[Begin Quoted text]
# Flash Game Lag issues



## PhatChance (Jul 15, 2009)

I recently redownloaded the flash game N on my new(ish) PC. The new PC is running Vista, whereas the older one was on XP. I rarely had lag issues on the computer running XP, but now I get slight drops in framerate, enough to cause repeated deaths. 

It's not a huge problem I know, but definitely an annoyance. I was using flash 7, but I upgraded to flash 10 to see if that would help, and it doesn't seem to have. Would running in compatability mode help at all?

Here's the link to the official website, I do recommend the game, and I'd love to get these little issues sorted
http://www.thewayoftheninja.org/n.html


----------



## Lord Sirian (Jan 14, 2007)

Hi and welcome to TSF.

You can try running it in compatibility mode.

Do this by:

Right click on the "N" launch icon -> Click the "Compatibility" tab -> Tick "Run in compatibility mode" -> XP


----------



## McNinja (Jun 22, 2008)

What are your PC specs?

CPU
RAM
motherboard
Graphics Card
PSU

I know this game can be run on almost any computer but this is important to know.


----------



## RockmasteR (Aug 10, 2007)

try to download Adobe Shockwave Player from *here*


----------



## PhatChance (Jul 15, 2009)
[End Quoted text]
[Begin Given data]
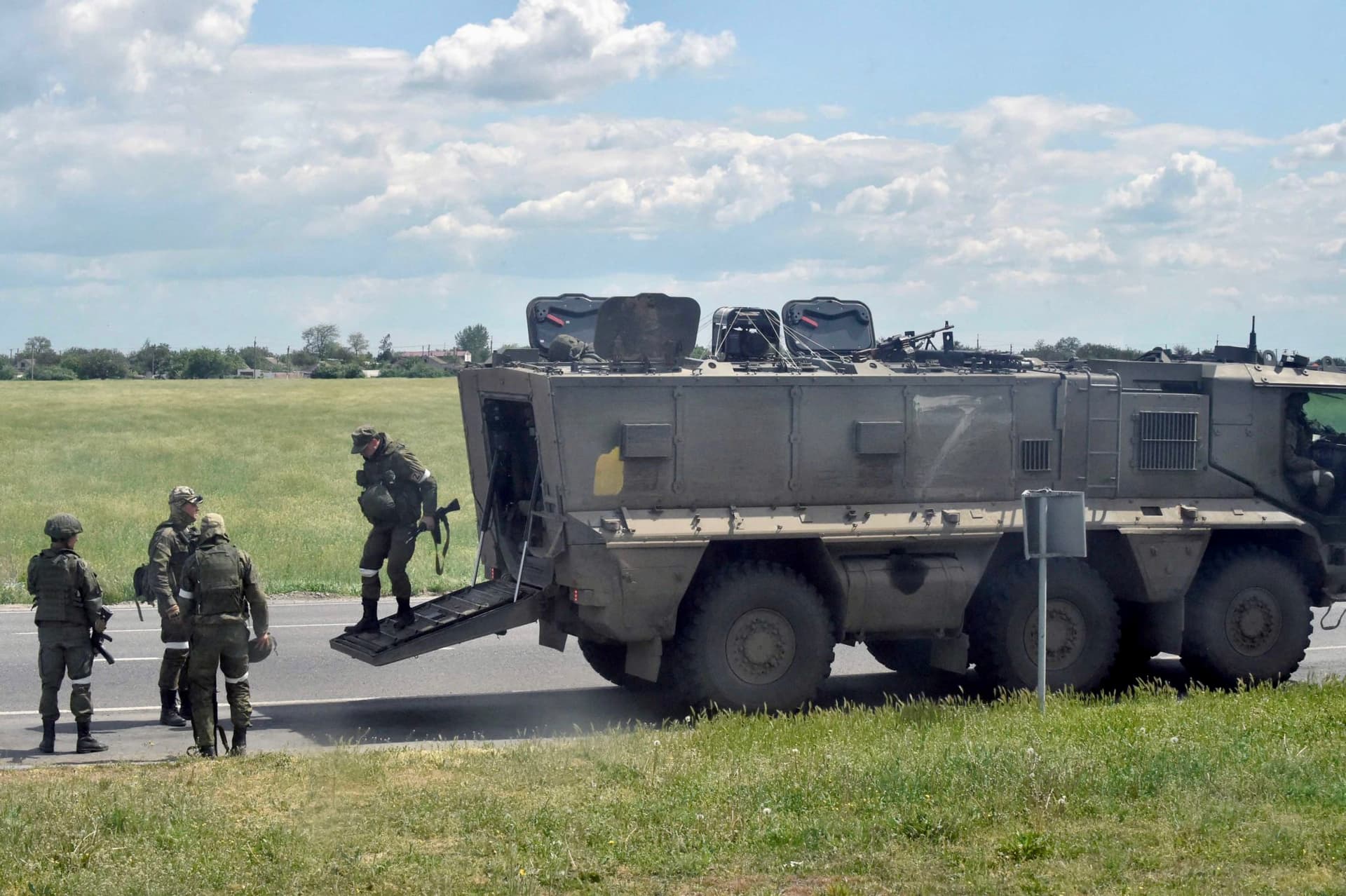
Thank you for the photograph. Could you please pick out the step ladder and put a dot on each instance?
(491, 607)
(1103, 435)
[End Given data]
Stated exercise A >> Say whether each statement agrees with the thread on Flash game lag, answering yes or no and quoting the deciding words: (i) Upgrading from flash 7 to flash 10 fixed the lag; (ii) one reply says to tick "Run in compatibility mode" and pick XP; (iii) the older PC ran Vista.
Stated exercise B >> Extract word for word the part of the thread on Flash game lag from "Here's the link" up to and including "in compatibility mode.".
Stated exercise C >> Write what comes next in the forum thread on Flash game lag, continuing from the point where it stops.

Answer A >>
(i) No: "it doesn't seem to have."
(ii) Yes: "Tick "Run in compatibility mode" -> XP"
(iii) No: "The new PC is running Vista, whereas the older one was on XP."

Answer B >>
Here's the link to the official website, I do recommend the game, and I'd love to get these little issues sorted
http://www.thewayoftheninja.org/n.html


----------



## Lord Sirian (Jan 14, 2007)

Hi and welcome to TSF.

You can try running it in compatibility mode.

Answer C >>
Okay, sorry about the delay in any reply, I was away for a few days. Sadly Compatibility mode does nothing to alleviate the problem, and although I downloaded both Flash 10 and Shockwave, the main game seems to be still running as Flash 7, which mystifies me a tad.

Here are the specs:
CPU - Intel Core 2 Duo Mobile T5850
RAM - 3Gb
motherboard - PC Wizard gives me Sony Corporation VAIO for 'Mainboard' not sure if they're exactly the same
Graphics Card - Mobile Intel(R) 4 Series Express Chipset Family

PSU


----------



## RockmasteR (Aug 10, 2007)

try to set the display color at 16 bit and see if that fixes the problem

right click on your desktop -> personalize -> Display Settings
choose 16 bit instead of 32 bit


----------



## McNinja (Jun 22, 2008)

*EDIT: double post*


----------



## McNinja (Jun 22, 2008)

I would like you to uninstall Flash and shockwave with Revo Uinstaller to see if maybe there is something corrupt with your versions.

Revo Uninstaller

Then reinstall Flash and Shockwave.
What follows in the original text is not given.